2. Trial in One Breath

Design: single-centre, double-blind, randomized, placebo-controlled
Population: 60 community-dwelling adults ≥ 65 y with chronic insomnia (per ICSD-3)
Intervention: mirtazapine 7.5 mg nightly vs identical placebo for 28 days
Primary endpoint: change in Insomnia Severity Index (ISI) from baseline to day 28
Key safety endpoints: any adverse event (AE) and AEs causing discontinuation


3. Efficacy: More than a Sedative Fog

After four weeks, ISI scores fell by a mean 6.5 points in the mirtazapine arm versus 2.9 with placebo (p = 0.003). In practical terms, roughly half the treated patients slid from the “clinical insomnia” range into the “sub-threshold” zone. Subjective reports mirrored the index: wake-after-sleep-onset shortened, total sleep time lengthened, and sleep efficiency nudged upward.
Take-home: At 7.5 mg, mirtazapine delivers a clinically meaningful, moderate-to-large improvement—something cognitive behavioural therapy matches but few pills can boast in this age group.

◆ TASKS TO PERFORM
1. In the trial excerpt, for how many days did participants receive mirtazapine or placebo?
2. Update the trial excerpt by writing out the part between "After four weeks, ISI" and "efficiency nudged upward.", inclusive, with "slid" changed to "moved".
The dataset entries after this point are separate from the trial excerpt.

(Dataset entries)
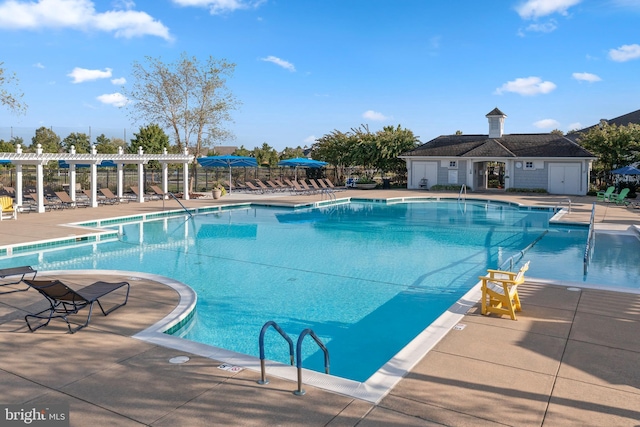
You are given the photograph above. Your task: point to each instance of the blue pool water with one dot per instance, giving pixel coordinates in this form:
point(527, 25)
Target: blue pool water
point(365, 277)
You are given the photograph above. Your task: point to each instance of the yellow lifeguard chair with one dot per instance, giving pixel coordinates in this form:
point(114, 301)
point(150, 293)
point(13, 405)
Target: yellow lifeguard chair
point(7, 209)
point(500, 291)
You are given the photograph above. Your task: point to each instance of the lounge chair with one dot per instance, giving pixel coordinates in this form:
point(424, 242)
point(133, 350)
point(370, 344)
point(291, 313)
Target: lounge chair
point(333, 187)
point(263, 187)
point(603, 196)
point(14, 272)
point(500, 291)
point(252, 188)
point(315, 185)
point(305, 187)
point(64, 301)
point(282, 185)
point(274, 187)
point(136, 191)
point(620, 199)
point(66, 200)
point(158, 191)
point(48, 203)
point(109, 197)
point(7, 209)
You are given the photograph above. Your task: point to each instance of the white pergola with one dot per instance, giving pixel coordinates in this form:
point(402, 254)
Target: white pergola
point(39, 159)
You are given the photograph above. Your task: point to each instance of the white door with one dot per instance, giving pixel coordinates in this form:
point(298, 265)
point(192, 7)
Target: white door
point(424, 170)
point(564, 178)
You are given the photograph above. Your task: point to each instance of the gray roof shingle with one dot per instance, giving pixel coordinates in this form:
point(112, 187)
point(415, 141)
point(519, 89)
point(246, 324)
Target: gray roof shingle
point(514, 145)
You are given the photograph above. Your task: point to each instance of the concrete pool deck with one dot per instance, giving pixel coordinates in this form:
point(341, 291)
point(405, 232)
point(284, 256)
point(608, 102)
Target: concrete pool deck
point(570, 359)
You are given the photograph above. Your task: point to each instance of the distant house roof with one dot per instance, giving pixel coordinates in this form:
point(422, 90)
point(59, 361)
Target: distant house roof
point(514, 145)
point(221, 150)
point(624, 120)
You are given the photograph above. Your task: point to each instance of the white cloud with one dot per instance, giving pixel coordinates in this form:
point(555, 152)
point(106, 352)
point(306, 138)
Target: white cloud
point(547, 27)
point(532, 9)
point(374, 115)
point(280, 62)
point(625, 53)
point(586, 77)
point(78, 15)
point(527, 86)
point(221, 6)
point(116, 99)
point(547, 124)
point(81, 75)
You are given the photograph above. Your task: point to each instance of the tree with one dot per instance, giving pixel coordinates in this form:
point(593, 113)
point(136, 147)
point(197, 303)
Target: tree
point(10, 98)
point(266, 156)
point(186, 96)
point(7, 147)
point(335, 148)
point(242, 151)
point(152, 139)
point(390, 143)
point(105, 145)
point(615, 146)
point(49, 140)
point(79, 140)
point(291, 153)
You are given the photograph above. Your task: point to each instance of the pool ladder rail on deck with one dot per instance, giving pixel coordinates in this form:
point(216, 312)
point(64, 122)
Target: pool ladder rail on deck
point(304, 333)
point(170, 194)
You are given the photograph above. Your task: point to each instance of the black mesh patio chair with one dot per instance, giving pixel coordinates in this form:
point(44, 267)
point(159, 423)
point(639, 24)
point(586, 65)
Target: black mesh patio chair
point(64, 301)
point(9, 276)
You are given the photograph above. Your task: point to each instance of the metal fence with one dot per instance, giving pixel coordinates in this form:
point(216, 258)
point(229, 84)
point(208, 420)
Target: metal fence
point(204, 179)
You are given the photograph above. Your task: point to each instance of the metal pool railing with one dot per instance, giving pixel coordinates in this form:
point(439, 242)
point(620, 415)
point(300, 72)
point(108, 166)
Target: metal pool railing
point(588, 250)
point(510, 262)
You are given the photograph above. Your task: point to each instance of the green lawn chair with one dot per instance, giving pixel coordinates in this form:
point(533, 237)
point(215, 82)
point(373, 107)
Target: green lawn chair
point(603, 196)
point(619, 199)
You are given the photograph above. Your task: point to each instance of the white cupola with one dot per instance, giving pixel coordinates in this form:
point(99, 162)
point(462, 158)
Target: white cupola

◆ RESULTS BY TASK
1. 28 days

2.
After four weeks, ISI scores fell by a mean 6.5 points in the mirtazapine arm versus 2.9 with placebo (p = 0.003). In practical terms, roughly half the treated patients moved from the “clinical insomnia” range into the “sub-threshold” zone. Subjective reports mirrored the index: wake-after-sleep-onset shortened, total sleep time lengthened, and sleep efficiency nudged upward.